Stated exercise -> Print verbatim the portion of the forum post below on fine-tuning BERT for an NER task, starting at "# model and" and ending at "padding = True)".

Text section ->
[START]

0

I’m trying to follow this tutorial to fine-tune bert for a NER task using my own dataset. https://www.philschmid.de/huggingface-transformers-keras-tf. Below is my shortened code, and the error due to the last line of the code. I’m new to all these, and thank you in advance for helping out!

# load dataset, 
df_converters = {'tokens': ast.literal_eval, 'labels': ast.literal_eval}
train_df = pd.read_csv("train_df_pretokenization.csv", converters=df_converters)
train_df = train_df.head(10)

# model and pretrained tokenizer
model_ckpt = "indobenchmark/indobert-base-p2"
tokenizer = AutoTokenizer.from_pretrained(model_ckpt) 

# tokenization, and align labels 
def tokenize_and_align_labels(batch): 

    tag2int = {'B-POI':0, 'B-STR':1, 'E-POI':2, 'E-STR':3, 'I-POI':4,
           'I-STR':5, 'S-POI':6, 'S-STR':7, 'O':8}
           
    #tokenized_inputs = tokenizer(batch['tokens'], is_split_into_words=True, truncation = True, padding = True)
    tokenized_inputs = tokenizer(batch['tokens'], is_split_into_words=True, truncation = True)
    labels=[]
    for idx, label in enumerate(batch['labels']):
        word_ids = tokenized_inputs.word_ids(batch_index = idx)
        previous_word_idx = None
        label_ids = []
        for word_idx in word_ids: 
            if word_idx is None:
                label_ids.append(-100)
            elif word_idx != previous_word_idx:
                label_ids.append(tag2int[label[word_idx]])
            else: 
                label_ids.append(tag2int[label[word_idx]])
            previous_word_idx = word_idx
        labels.append(label_ids)
    tokenized_inputs['tags'] = labels

    return tokenized_inputs

def encode_dataset(ds):
    return ds.map(tokenize_and_align_labels, batched= True, batch_size=10, remove_columns=['labels','tokens', 'index'])
    
train_ds = Dataset.from_pandas(train_df)
train_ds_encoded = encode_dataset(train_ds)

# prepare model input 
data_collator = DataCollatorForTokenClassification(tokenizer, return_tensors="tf")

tf_train_dataset = train_ds_encoded.to_tf_dataset(
    columns= ['input_ids', 'token_type_ids', 'attention_mask', 'tags'],
    shuffle=False,
    batch_size=5,
    collate_fn=data_collator
)

ValueError: Unable to create tensor, you should probably activate truncation and/or padding with 'padding=True' 'truncation=True' to have batched tensors with the same length.

[END]

(Source records)
[START]

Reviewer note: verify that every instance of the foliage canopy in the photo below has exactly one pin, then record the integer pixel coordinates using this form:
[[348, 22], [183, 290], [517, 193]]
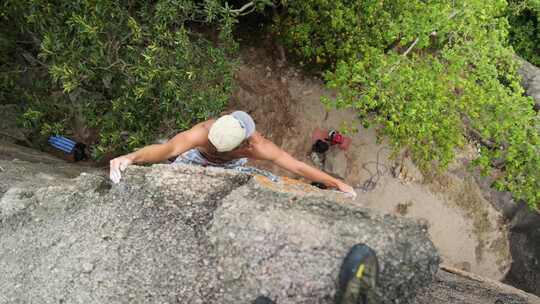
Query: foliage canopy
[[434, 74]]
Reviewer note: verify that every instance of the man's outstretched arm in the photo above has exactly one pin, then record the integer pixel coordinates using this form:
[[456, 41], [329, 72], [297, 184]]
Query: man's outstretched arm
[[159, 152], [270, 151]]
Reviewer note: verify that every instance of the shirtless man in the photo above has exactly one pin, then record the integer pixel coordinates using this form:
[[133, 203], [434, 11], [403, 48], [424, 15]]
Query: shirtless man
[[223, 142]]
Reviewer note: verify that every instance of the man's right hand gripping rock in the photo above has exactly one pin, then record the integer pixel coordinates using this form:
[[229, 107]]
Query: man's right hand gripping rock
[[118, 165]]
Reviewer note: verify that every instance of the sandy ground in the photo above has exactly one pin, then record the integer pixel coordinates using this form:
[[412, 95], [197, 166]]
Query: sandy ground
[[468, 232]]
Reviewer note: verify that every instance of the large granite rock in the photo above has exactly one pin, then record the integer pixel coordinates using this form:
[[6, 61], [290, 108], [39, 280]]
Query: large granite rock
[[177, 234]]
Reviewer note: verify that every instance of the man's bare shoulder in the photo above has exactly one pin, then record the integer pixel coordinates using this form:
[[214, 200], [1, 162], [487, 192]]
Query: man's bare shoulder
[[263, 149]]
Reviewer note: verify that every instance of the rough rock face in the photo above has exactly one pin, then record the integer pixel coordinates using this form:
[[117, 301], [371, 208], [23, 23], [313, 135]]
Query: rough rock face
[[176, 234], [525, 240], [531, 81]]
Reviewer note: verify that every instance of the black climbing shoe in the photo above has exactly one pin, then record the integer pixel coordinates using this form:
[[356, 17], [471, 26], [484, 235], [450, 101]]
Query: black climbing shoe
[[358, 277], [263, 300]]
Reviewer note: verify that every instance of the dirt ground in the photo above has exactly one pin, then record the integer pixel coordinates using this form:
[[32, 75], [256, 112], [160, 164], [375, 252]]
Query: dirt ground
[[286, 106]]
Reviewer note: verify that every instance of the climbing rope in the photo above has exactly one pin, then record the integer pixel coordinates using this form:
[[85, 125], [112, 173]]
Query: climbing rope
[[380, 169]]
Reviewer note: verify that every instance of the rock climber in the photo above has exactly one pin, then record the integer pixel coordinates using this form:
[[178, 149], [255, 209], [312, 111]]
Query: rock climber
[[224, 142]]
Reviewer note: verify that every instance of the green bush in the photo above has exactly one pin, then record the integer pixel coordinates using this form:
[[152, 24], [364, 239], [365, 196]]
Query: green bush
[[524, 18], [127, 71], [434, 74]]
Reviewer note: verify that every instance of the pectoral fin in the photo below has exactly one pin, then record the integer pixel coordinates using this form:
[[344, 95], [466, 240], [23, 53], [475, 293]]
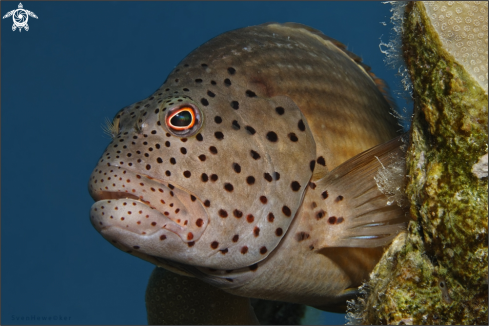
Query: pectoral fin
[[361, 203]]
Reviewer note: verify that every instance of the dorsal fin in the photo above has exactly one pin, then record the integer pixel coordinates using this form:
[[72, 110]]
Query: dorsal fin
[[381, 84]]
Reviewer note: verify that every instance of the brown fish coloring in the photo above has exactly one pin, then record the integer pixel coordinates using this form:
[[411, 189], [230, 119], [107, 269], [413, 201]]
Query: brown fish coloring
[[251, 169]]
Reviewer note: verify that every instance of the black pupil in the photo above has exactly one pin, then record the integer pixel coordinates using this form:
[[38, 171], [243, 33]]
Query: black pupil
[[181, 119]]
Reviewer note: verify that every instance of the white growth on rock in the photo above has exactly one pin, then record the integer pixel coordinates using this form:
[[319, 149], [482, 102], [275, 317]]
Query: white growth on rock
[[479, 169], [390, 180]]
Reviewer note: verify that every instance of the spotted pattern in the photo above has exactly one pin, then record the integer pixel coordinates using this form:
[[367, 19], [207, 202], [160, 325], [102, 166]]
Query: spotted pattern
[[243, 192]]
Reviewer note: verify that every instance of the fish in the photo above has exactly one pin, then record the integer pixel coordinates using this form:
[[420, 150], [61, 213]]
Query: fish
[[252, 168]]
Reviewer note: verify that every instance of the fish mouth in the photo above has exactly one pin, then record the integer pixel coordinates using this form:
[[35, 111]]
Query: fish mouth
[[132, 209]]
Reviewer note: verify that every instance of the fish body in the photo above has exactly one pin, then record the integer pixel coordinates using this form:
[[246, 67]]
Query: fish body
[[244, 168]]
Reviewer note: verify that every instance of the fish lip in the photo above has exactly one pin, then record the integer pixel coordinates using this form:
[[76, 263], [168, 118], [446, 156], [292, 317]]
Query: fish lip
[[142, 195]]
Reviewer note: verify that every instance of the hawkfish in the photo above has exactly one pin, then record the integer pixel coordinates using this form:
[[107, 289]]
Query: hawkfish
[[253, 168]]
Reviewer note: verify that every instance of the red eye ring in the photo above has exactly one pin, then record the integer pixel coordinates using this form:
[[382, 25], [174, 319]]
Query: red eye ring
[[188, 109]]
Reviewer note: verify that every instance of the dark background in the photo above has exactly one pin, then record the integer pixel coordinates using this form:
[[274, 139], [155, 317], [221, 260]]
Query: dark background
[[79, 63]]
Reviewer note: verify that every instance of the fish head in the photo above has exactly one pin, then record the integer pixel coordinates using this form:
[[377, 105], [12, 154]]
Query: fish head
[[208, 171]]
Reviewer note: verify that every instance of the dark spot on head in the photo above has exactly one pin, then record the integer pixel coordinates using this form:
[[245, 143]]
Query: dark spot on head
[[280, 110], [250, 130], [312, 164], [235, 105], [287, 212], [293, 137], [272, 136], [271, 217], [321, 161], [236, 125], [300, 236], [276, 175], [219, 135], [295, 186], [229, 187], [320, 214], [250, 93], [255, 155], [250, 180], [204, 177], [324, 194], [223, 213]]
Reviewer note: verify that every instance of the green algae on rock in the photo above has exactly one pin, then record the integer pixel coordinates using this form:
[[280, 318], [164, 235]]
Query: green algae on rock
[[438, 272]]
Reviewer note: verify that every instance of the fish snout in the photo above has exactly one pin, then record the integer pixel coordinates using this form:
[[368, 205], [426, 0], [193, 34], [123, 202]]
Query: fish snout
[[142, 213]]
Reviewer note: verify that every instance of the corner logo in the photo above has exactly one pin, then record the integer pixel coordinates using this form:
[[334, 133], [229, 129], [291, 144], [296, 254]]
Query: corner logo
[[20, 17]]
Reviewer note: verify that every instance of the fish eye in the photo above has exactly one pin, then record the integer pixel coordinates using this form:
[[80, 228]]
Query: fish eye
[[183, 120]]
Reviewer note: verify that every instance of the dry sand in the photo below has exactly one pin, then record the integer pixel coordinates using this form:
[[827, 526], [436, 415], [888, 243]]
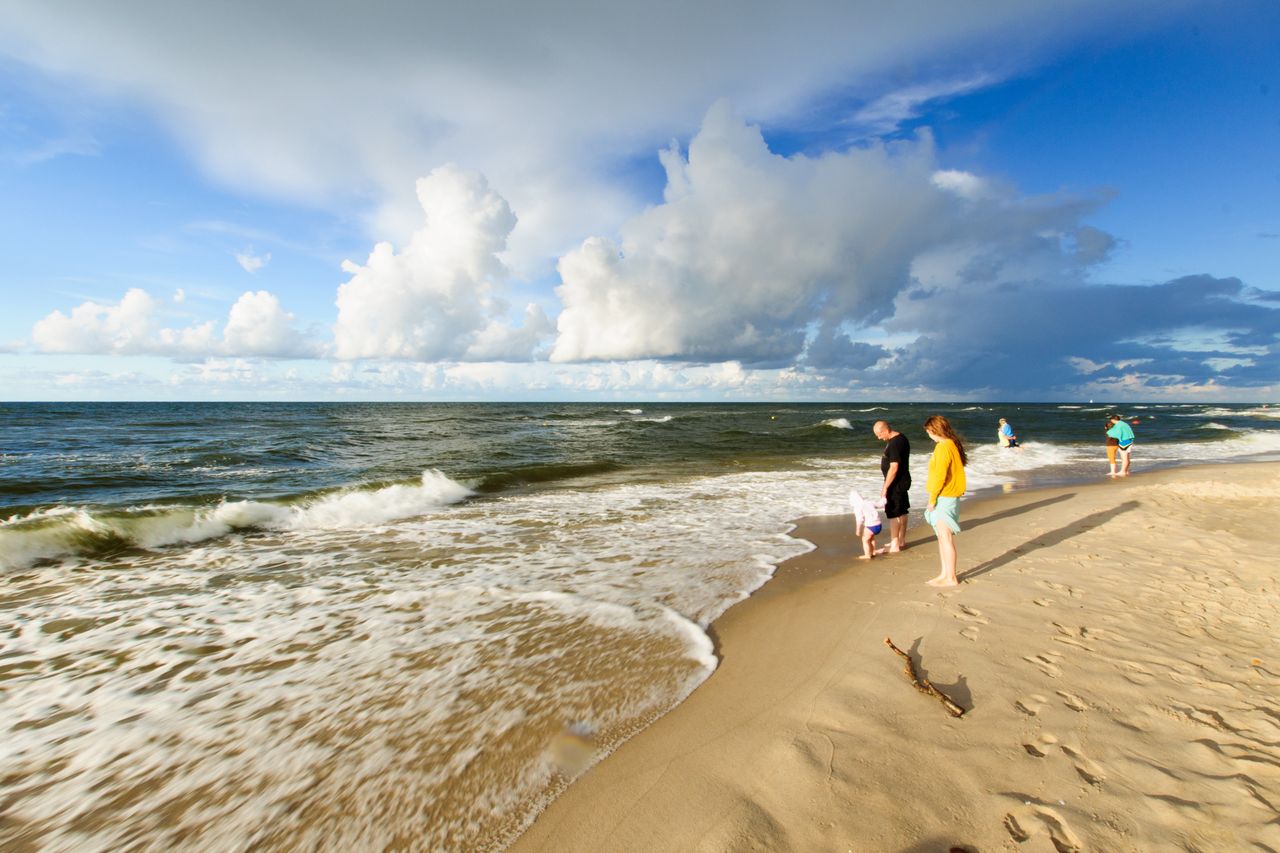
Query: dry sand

[END]

Task output ->
# model and pretrained tokenizer
model_ckpt = "indobenchmark/indobert-base-p2"
tokenizer = AutoTokenizer.from_pretrained(model_ckpt) 

# tokenization, and align labels 
def tokenize_and_align_labels(batch): 

    tag2int = {'B-POI':0, 'B-STR':1, 'E-POI':2, 'E-STR':3, 'I-POI':4,
           'I-STR':5, 'S-POI':6, 'S-STR':7, 'O':8}
           
    #tokenized_inputs = tokenizer(batch['tokens'], is_split_into_words=True, truncation = True, padding = True)